→ **TO BE DONE**: From the line containing "In the photo above, where can the house with" through the last line of the entries below, repeat each line word for word and leave out the rest.

→ **DATA SUPPLIED**:

========

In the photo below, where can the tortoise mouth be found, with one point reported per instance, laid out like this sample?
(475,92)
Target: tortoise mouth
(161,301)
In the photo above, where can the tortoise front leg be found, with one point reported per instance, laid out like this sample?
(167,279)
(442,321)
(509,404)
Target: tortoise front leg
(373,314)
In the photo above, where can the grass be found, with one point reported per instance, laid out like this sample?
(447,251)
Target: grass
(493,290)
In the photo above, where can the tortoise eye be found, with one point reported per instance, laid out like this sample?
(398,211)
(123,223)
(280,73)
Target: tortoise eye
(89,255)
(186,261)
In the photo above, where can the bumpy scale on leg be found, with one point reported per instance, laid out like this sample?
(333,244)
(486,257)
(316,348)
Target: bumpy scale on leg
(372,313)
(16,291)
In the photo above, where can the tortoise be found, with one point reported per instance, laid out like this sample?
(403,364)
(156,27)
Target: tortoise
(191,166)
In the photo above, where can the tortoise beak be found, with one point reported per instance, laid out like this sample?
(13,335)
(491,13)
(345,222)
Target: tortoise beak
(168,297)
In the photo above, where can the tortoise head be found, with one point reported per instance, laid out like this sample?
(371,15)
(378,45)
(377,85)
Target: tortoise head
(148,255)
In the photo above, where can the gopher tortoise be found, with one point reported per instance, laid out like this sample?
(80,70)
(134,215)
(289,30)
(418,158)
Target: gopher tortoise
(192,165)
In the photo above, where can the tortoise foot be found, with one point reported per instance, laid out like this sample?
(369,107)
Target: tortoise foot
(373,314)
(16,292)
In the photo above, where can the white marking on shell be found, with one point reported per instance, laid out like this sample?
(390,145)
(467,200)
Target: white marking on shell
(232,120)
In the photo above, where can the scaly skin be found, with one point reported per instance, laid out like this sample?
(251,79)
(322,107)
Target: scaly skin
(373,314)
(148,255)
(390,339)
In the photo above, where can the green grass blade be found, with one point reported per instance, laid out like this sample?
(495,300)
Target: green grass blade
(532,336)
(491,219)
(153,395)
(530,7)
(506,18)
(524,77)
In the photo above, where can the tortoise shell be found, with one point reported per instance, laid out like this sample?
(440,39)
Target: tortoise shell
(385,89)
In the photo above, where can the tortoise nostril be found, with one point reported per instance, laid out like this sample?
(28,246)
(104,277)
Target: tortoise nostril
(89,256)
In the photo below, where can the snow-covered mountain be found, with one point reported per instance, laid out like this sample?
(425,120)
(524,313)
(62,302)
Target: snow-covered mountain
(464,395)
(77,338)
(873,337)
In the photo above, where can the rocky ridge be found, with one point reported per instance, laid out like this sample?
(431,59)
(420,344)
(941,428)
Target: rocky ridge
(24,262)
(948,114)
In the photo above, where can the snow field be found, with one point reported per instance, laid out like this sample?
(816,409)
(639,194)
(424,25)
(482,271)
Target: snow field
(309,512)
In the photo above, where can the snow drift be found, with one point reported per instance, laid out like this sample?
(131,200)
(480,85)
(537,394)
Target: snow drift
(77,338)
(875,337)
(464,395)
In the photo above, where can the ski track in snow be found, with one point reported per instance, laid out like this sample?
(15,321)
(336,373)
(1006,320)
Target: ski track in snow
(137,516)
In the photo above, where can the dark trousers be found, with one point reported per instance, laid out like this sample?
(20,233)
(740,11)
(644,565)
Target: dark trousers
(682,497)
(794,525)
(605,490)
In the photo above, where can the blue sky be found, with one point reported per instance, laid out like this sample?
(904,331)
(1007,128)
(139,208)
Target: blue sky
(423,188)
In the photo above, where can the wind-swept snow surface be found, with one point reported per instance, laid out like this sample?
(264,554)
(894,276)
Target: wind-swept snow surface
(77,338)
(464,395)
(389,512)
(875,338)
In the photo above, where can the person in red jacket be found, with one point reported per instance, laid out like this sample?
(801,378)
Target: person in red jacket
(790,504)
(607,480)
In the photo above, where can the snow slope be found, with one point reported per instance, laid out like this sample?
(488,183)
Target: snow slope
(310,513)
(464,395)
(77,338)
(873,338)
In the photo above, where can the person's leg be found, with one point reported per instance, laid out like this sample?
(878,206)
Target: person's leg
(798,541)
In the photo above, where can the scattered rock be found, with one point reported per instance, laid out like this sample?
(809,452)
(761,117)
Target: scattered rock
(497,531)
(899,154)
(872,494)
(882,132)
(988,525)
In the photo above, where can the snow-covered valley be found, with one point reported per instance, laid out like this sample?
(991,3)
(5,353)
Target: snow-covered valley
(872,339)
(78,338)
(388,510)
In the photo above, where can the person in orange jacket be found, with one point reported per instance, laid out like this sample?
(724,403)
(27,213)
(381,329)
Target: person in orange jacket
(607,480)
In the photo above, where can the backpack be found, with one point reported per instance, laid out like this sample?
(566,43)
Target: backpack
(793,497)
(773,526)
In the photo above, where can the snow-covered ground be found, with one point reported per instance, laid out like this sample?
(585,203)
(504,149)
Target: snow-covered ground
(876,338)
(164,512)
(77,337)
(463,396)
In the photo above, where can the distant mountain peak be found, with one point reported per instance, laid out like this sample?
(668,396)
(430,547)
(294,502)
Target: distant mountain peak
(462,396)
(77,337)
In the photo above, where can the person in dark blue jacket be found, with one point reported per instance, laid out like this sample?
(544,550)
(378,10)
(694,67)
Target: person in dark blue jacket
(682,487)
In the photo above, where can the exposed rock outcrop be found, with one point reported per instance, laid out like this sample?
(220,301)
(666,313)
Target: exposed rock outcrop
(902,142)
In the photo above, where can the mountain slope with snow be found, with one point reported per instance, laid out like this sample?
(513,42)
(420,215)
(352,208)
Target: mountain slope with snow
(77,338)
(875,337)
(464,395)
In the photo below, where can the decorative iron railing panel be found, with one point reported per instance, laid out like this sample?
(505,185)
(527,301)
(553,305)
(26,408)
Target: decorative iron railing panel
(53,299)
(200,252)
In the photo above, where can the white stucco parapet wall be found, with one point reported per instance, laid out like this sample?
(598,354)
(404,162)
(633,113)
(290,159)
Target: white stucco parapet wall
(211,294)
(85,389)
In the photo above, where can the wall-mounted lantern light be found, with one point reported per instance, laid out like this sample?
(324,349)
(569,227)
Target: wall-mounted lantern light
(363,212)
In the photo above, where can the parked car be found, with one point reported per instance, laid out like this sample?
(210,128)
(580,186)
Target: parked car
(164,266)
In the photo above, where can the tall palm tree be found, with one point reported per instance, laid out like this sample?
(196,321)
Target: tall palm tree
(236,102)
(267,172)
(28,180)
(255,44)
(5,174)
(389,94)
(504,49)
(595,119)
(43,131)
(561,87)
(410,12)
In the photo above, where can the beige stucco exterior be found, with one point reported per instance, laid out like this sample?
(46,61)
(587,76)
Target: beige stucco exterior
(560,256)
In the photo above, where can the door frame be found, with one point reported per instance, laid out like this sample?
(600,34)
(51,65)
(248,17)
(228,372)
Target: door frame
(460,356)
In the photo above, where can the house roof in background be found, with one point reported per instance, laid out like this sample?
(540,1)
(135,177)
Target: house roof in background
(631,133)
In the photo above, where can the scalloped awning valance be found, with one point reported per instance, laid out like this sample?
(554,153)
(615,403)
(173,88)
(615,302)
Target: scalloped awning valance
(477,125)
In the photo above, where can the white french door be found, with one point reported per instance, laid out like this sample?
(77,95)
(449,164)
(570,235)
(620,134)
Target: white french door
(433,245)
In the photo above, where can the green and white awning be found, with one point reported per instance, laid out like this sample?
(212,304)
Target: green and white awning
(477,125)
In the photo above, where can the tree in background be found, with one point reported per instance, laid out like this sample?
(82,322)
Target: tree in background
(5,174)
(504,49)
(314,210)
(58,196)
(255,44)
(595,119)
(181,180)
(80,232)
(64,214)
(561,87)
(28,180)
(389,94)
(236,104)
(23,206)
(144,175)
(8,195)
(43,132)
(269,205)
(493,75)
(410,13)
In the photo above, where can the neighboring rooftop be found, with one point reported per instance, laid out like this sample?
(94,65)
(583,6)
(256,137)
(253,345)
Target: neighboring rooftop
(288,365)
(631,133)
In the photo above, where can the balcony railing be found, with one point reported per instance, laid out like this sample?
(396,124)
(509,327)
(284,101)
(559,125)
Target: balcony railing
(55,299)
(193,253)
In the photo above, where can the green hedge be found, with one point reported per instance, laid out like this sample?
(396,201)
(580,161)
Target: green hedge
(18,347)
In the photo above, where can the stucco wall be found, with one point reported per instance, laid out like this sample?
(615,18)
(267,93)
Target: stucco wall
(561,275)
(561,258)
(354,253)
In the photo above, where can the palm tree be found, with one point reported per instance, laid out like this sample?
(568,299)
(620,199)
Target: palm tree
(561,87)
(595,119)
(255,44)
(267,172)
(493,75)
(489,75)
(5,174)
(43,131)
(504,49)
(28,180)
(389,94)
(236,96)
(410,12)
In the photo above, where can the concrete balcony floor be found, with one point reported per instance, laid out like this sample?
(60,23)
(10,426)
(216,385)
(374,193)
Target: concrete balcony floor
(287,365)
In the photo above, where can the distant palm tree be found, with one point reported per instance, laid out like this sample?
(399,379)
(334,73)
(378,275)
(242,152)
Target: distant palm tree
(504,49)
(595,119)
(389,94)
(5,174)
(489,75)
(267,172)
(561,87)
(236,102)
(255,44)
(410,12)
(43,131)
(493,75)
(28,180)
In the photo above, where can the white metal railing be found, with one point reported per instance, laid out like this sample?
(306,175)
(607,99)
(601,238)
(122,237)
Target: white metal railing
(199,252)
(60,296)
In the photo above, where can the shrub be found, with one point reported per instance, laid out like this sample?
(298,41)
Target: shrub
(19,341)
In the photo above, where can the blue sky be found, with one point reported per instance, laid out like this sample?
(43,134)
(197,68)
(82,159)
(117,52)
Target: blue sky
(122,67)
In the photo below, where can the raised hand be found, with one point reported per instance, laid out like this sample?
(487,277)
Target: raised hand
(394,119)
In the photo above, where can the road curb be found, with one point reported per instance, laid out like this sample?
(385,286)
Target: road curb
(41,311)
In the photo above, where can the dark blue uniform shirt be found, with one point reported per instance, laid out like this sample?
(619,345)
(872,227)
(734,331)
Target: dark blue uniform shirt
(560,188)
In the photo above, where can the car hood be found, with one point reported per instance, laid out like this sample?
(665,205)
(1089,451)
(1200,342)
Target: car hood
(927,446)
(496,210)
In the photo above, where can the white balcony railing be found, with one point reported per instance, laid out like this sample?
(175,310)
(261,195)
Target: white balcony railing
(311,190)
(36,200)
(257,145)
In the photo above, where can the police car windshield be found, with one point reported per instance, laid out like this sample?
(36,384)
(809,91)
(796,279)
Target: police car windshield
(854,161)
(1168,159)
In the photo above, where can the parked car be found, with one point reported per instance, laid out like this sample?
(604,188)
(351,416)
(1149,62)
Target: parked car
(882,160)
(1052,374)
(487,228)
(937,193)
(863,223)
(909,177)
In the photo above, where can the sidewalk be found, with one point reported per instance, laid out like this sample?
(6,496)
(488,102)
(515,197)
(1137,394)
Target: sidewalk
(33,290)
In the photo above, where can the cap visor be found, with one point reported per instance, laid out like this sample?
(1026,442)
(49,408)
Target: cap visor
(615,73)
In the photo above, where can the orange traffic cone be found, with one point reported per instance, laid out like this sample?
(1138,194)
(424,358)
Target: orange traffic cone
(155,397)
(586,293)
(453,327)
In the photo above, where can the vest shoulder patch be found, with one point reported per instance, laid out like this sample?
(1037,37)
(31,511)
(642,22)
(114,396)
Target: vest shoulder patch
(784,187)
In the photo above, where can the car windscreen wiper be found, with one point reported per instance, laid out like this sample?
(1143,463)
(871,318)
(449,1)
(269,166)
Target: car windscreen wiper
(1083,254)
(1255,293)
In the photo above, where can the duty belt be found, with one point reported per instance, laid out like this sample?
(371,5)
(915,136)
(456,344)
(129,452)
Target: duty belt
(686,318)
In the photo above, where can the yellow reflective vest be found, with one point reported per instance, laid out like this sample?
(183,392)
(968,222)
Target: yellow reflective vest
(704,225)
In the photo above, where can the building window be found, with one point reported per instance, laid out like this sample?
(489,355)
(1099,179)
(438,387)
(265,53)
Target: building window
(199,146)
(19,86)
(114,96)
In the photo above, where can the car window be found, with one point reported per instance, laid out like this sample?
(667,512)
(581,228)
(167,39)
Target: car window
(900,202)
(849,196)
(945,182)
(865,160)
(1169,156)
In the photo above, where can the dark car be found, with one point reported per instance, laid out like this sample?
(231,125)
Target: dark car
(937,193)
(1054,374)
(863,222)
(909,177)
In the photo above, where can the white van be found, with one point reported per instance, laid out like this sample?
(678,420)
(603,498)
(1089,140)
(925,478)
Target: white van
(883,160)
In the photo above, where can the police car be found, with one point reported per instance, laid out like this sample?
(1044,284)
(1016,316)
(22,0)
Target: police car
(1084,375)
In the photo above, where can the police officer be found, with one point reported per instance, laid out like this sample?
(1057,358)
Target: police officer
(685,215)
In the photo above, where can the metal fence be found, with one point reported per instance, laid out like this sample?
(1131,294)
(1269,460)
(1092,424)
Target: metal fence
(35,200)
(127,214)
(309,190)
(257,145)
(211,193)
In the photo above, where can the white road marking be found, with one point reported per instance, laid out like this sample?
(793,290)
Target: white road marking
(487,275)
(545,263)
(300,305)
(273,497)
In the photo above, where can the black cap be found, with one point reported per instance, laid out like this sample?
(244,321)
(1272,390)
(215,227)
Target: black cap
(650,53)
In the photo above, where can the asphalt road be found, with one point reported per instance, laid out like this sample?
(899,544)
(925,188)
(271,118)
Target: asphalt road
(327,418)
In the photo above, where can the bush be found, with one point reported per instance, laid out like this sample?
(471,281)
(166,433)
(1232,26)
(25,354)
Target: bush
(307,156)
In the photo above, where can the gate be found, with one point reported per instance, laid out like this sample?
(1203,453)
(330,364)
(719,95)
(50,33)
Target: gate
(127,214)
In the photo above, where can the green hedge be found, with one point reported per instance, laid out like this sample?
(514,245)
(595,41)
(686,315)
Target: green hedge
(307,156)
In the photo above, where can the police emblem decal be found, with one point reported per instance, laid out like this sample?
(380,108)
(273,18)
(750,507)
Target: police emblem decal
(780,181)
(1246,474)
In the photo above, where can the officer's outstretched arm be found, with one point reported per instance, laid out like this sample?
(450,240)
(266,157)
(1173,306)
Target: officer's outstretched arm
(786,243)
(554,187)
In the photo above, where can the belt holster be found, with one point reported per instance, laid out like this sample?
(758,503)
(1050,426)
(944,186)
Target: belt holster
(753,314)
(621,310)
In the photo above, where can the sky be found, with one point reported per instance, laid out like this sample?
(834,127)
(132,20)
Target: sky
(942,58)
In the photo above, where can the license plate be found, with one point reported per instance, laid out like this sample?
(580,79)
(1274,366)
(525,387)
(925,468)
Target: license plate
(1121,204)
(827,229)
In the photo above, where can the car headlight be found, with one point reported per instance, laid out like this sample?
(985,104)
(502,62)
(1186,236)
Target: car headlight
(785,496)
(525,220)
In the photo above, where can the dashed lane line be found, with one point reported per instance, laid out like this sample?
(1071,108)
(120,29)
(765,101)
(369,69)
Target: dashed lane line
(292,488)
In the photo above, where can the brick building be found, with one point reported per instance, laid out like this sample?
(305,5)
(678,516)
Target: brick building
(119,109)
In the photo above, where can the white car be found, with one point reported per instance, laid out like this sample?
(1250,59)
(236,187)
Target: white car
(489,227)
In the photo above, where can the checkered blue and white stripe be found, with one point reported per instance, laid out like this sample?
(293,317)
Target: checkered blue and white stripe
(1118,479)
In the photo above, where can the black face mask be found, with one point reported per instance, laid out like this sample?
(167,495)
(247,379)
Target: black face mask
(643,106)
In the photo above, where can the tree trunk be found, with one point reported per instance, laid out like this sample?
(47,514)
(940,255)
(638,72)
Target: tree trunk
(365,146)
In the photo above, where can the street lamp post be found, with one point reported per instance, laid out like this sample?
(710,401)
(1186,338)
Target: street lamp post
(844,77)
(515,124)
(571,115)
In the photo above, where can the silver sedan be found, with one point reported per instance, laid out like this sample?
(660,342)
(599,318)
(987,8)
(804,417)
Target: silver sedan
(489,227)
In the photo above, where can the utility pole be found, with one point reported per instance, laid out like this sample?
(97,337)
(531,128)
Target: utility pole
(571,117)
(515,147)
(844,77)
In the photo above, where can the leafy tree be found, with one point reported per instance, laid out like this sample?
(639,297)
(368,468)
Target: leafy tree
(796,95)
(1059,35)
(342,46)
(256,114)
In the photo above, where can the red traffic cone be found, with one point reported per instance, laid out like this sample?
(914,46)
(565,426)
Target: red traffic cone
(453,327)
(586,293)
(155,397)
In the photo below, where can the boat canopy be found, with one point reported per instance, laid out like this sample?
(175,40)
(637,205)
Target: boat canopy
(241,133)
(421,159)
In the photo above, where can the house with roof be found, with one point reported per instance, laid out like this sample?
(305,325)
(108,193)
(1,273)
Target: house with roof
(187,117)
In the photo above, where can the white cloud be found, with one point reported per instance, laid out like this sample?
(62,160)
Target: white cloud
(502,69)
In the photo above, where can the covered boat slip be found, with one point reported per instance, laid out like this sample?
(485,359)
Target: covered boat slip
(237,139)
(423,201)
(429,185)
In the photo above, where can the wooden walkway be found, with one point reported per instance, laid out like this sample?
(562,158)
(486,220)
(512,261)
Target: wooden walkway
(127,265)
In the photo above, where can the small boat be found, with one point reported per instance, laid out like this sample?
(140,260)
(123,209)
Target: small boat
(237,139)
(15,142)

========

→ **TASK RESPONSE**:
In the photo above, where can the house with roof be found, with one point reported per instance, laid out like this sample?
(305,325)
(108,193)
(1,273)
Target: house with roof
(187,117)
In the photo above, where can the white cloud be found, with one point reported per instance, laid out like this sample?
(62,160)
Target: white cloud
(502,69)
In the photo above, where can the covered boat slip be found, with one point reported per instance, laid out like this sample?
(485,359)
Target: covered boat slip
(237,139)
(423,201)
(429,185)
In the photo above, where can the wooden walkway be found, with one point reported per instance, laid out like this sample?
(562,158)
(486,220)
(512,261)
Target: wooden walkway
(127,265)
In the photo above, where can the small boat be found, with one point reported per instance, laid out like this sample?
(140,260)
(123,209)
Target: small boat
(237,139)
(15,142)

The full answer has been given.